■ Data provided:
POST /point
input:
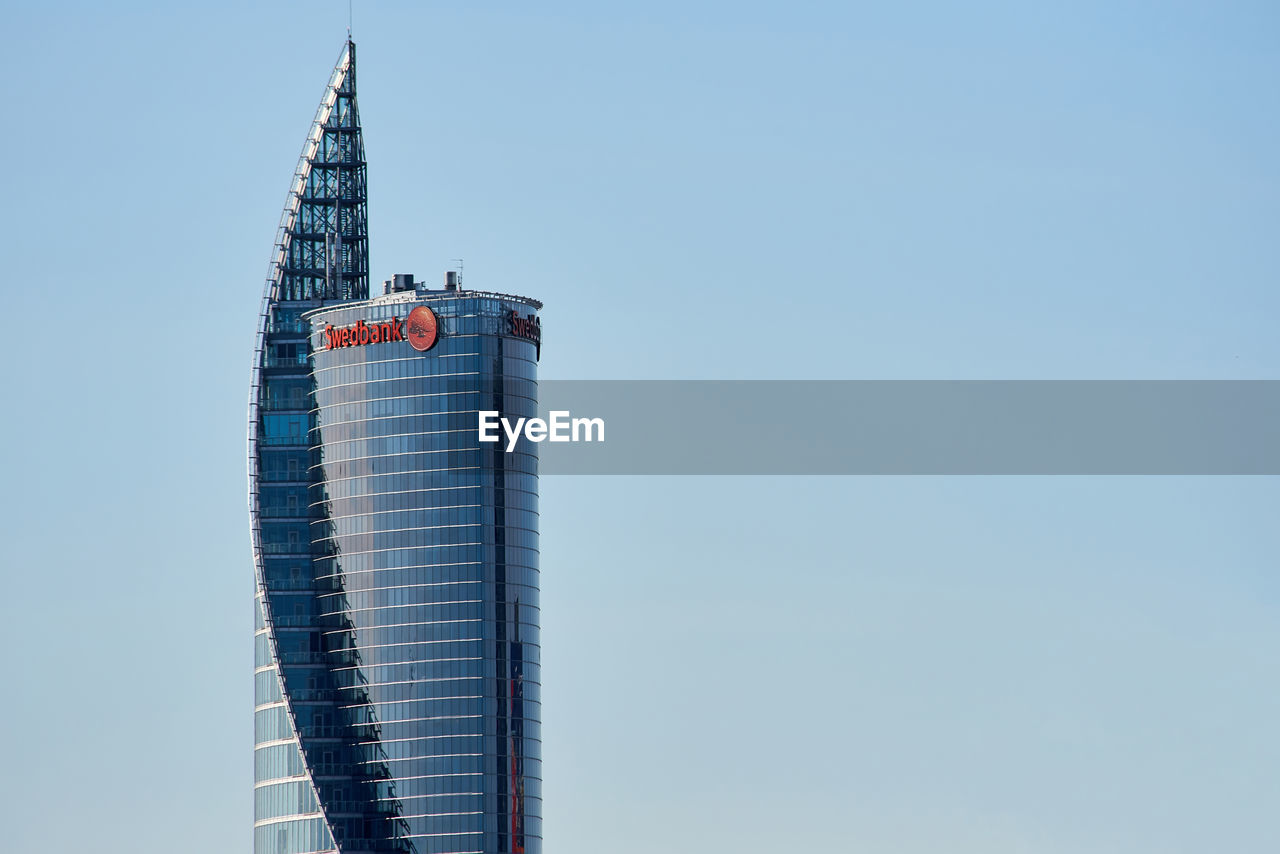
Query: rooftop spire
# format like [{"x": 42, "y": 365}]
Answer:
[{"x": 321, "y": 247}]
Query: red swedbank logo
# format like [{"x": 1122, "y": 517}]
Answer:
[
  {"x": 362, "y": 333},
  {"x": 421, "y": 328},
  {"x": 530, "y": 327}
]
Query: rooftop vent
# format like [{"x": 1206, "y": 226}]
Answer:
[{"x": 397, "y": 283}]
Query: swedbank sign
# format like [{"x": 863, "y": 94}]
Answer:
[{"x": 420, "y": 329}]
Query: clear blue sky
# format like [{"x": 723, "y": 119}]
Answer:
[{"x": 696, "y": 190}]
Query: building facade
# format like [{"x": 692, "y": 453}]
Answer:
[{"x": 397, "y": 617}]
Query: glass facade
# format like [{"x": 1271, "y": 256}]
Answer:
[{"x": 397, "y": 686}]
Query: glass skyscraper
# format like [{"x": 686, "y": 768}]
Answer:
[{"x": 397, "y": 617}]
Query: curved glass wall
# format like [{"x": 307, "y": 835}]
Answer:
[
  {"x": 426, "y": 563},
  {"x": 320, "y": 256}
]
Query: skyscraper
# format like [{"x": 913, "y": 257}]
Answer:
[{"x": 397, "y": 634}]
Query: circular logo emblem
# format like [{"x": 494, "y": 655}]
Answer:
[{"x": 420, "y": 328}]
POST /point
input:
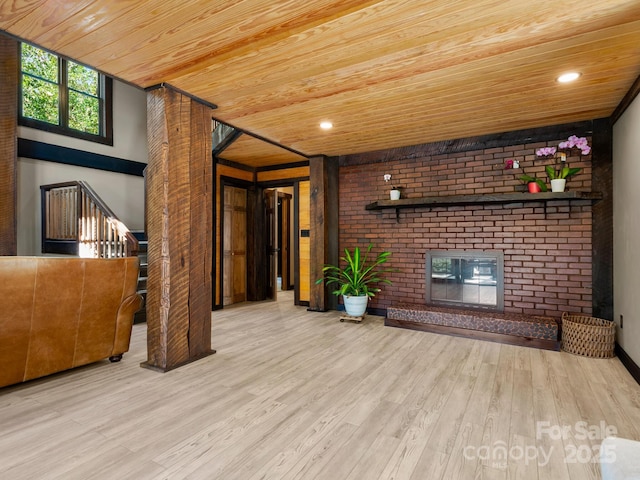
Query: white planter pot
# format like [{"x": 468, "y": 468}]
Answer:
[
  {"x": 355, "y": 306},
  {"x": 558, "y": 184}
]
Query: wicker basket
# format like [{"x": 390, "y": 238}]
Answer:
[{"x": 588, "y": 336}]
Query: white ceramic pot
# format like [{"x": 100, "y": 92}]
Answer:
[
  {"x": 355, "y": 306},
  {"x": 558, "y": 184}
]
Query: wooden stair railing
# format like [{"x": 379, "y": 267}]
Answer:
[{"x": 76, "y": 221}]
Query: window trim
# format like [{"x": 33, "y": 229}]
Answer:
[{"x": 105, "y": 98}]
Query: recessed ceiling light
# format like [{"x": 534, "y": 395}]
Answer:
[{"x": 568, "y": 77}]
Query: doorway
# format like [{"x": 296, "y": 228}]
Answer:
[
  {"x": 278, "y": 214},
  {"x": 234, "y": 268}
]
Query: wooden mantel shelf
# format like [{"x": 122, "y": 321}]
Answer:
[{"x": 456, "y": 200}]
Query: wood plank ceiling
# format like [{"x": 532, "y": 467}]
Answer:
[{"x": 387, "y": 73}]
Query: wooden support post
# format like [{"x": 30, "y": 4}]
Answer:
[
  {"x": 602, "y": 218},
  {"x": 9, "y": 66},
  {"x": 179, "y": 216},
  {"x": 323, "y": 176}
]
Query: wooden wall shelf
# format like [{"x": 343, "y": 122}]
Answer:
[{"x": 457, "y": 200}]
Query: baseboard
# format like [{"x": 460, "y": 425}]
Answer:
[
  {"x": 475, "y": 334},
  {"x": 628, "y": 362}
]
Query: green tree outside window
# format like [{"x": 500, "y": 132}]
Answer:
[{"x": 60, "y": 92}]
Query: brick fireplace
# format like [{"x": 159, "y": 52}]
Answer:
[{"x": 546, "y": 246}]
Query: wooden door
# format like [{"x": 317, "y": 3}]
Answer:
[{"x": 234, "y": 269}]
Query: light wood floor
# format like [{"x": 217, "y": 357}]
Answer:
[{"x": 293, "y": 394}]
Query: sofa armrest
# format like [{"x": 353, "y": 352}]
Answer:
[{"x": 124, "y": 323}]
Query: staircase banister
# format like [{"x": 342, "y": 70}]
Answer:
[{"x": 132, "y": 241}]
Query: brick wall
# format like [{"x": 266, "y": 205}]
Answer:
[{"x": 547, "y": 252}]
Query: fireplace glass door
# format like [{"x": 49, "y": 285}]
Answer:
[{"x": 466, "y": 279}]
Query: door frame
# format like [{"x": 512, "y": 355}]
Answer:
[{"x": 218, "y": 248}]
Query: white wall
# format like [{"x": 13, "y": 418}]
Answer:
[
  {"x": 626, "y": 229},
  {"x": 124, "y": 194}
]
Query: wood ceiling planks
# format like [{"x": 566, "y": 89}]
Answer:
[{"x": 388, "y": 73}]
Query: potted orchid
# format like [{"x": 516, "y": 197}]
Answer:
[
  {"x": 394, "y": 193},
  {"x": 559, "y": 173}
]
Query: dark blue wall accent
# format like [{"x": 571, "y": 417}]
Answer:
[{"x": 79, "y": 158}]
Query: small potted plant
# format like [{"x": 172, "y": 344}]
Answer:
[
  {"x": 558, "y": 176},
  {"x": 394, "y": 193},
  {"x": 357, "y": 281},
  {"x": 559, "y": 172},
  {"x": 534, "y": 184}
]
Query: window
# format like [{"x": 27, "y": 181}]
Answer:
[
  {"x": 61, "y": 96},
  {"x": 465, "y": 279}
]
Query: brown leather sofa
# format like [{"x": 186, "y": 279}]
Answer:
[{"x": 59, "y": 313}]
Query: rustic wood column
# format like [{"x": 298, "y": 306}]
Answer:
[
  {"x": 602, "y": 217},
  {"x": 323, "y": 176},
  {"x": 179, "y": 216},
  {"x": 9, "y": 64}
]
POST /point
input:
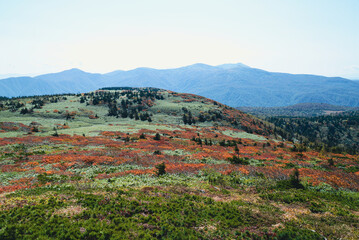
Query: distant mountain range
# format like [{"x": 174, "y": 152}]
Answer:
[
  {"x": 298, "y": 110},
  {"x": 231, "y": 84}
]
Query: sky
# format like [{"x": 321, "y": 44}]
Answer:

■ Required task: Leave images out of the retyped records; keep all else exact.

■ Written solution:
POST /point
input:
Query: rooftop spire
# format like [{"x": 42, "y": 365}]
Answer:
[{"x": 321, "y": 247}]
Query: red swedbank logo
# format like [{"x": 1122, "y": 517}]
Answer:
[
  {"x": 362, "y": 333},
  {"x": 421, "y": 328},
  {"x": 530, "y": 327}
]
Query: rooftop vent
# format like [{"x": 1206, "y": 226}]
Answer:
[{"x": 397, "y": 283}]
Query: swedbank sign
# format like [{"x": 863, "y": 94}]
Answer:
[{"x": 420, "y": 329}]
Query: clear blue sky
# format like [{"x": 723, "y": 119}]
Answer:
[{"x": 696, "y": 190}]
Query: building facade
# format like [{"x": 692, "y": 453}]
Answer:
[{"x": 397, "y": 617}]
Query: glass facade
# format like [{"x": 1271, "y": 256}]
Answer:
[{"x": 397, "y": 686}]
Query: glass skyscraper
# format like [{"x": 686, "y": 768}]
Answer:
[{"x": 397, "y": 617}]
Query: curved glass wall
# format like [{"x": 307, "y": 835}]
Answer:
[
  {"x": 426, "y": 563},
  {"x": 320, "y": 256}
]
Query: skyscraper
# format like [{"x": 913, "y": 257}]
Answer:
[{"x": 397, "y": 634}]
Query: circular logo emblem
# format like [{"x": 494, "y": 655}]
Answer:
[{"x": 420, "y": 328}]
POST /point
input:
Query: white planter pot
# format like [{"x": 468, "y": 468}]
Answer:
[
  {"x": 355, "y": 306},
  {"x": 558, "y": 184}
]
Query: wicker basket
# format like [{"x": 390, "y": 238}]
Answer:
[{"x": 588, "y": 336}]
Query: white ceramic pot
# format like [{"x": 100, "y": 92}]
Answer:
[
  {"x": 355, "y": 306},
  {"x": 558, "y": 184}
]
Query: wooden stair railing
# format like [{"x": 379, "y": 267}]
Answer:
[{"x": 76, "y": 221}]
Query: window trim
# format like [{"x": 33, "y": 229}]
Answer:
[{"x": 105, "y": 98}]
Query: recessed ceiling light
# format like [{"x": 534, "y": 395}]
Answer:
[{"x": 568, "y": 77}]
Query: doorway
# format like [{"x": 296, "y": 228}]
Answer:
[
  {"x": 278, "y": 214},
  {"x": 234, "y": 268}
]
Query: wooden mantel shelf
# format like [{"x": 122, "y": 321}]
Answer:
[{"x": 456, "y": 200}]
Query: wood plank ceiling
# format like [{"x": 532, "y": 467}]
Answer:
[{"x": 387, "y": 73}]
Query: wooden support post
# format like [{"x": 30, "y": 4}]
Answer:
[
  {"x": 602, "y": 218},
  {"x": 9, "y": 66},
  {"x": 179, "y": 216},
  {"x": 323, "y": 176}
]
Query: wooden wall shelf
# format like [{"x": 343, "y": 122}]
Answer:
[{"x": 457, "y": 200}]
Query: baseboard
# format like [{"x": 460, "y": 425}]
Answer:
[
  {"x": 475, "y": 334},
  {"x": 628, "y": 362}
]
Query: green tree outside window
# format like [{"x": 500, "y": 132}]
Answer:
[{"x": 60, "y": 92}]
Query: brick fireplace
# format like [{"x": 159, "y": 52}]
Answer:
[{"x": 546, "y": 246}]
Query: wooden door
# format like [{"x": 317, "y": 3}]
Answer:
[{"x": 234, "y": 269}]
Query: light wood floor
# format like [{"x": 217, "y": 357}]
Answer:
[{"x": 293, "y": 394}]
Query: sofa armrest
# format like [{"x": 353, "y": 352}]
Answer:
[{"x": 124, "y": 323}]
Query: staircase banister
# format like [{"x": 342, "y": 70}]
Answer:
[{"x": 132, "y": 241}]
Query: brick wall
# format like [{"x": 266, "y": 205}]
Answer:
[{"x": 547, "y": 252}]
Query: fireplace glass door
# format like [{"x": 49, "y": 285}]
Answer:
[{"x": 466, "y": 279}]
Query: door frame
# format like [{"x": 512, "y": 355}]
Answer:
[{"x": 218, "y": 248}]
Query: white wall
# format like [{"x": 13, "y": 418}]
Answer:
[
  {"x": 626, "y": 229},
  {"x": 124, "y": 194}
]
Query: wood ceiling planks
# format like [{"x": 566, "y": 89}]
Answer:
[{"x": 388, "y": 73}]
Query: potted orchid
# format like [{"x": 516, "y": 197}]
Answer:
[
  {"x": 394, "y": 193},
  {"x": 559, "y": 173}
]
Query: dark blue wall accent
# format like [{"x": 571, "y": 417}]
Answer:
[{"x": 79, "y": 158}]
Query: small potted plant
# format like [{"x": 172, "y": 344}]
Answer:
[
  {"x": 558, "y": 176},
  {"x": 394, "y": 193},
  {"x": 357, "y": 281},
  {"x": 559, "y": 172},
  {"x": 534, "y": 184}
]
Query: window
# format like [{"x": 27, "y": 181}]
Answer:
[
  {"x": 61, "y": 96},
  {"x": 465, "y": 279}
]
Query: brown leather sofa
# format like [{"x": 186, "y": 279}]
Answer:
[{"x": 59, "y": 313}]
Query: rustic wood column
# format like [{"x": 298, "y": 306}]
Answer:
[
  {"x": 602, "y": 217},
  {"x": 323, "y": 176},
  {"x": 179, "y": 216},
  {"x": 9, "y": 64}
]
POST /point
input:
Query: distant mountain range
# format like [{"x": 174, "y": 152}]
Answer:
[
  {"x": 298, "y": 110},
  {"x": 231, "y": 84}
]
Query: sky
# format like [{"x": 321, "y": 44}]
Answer:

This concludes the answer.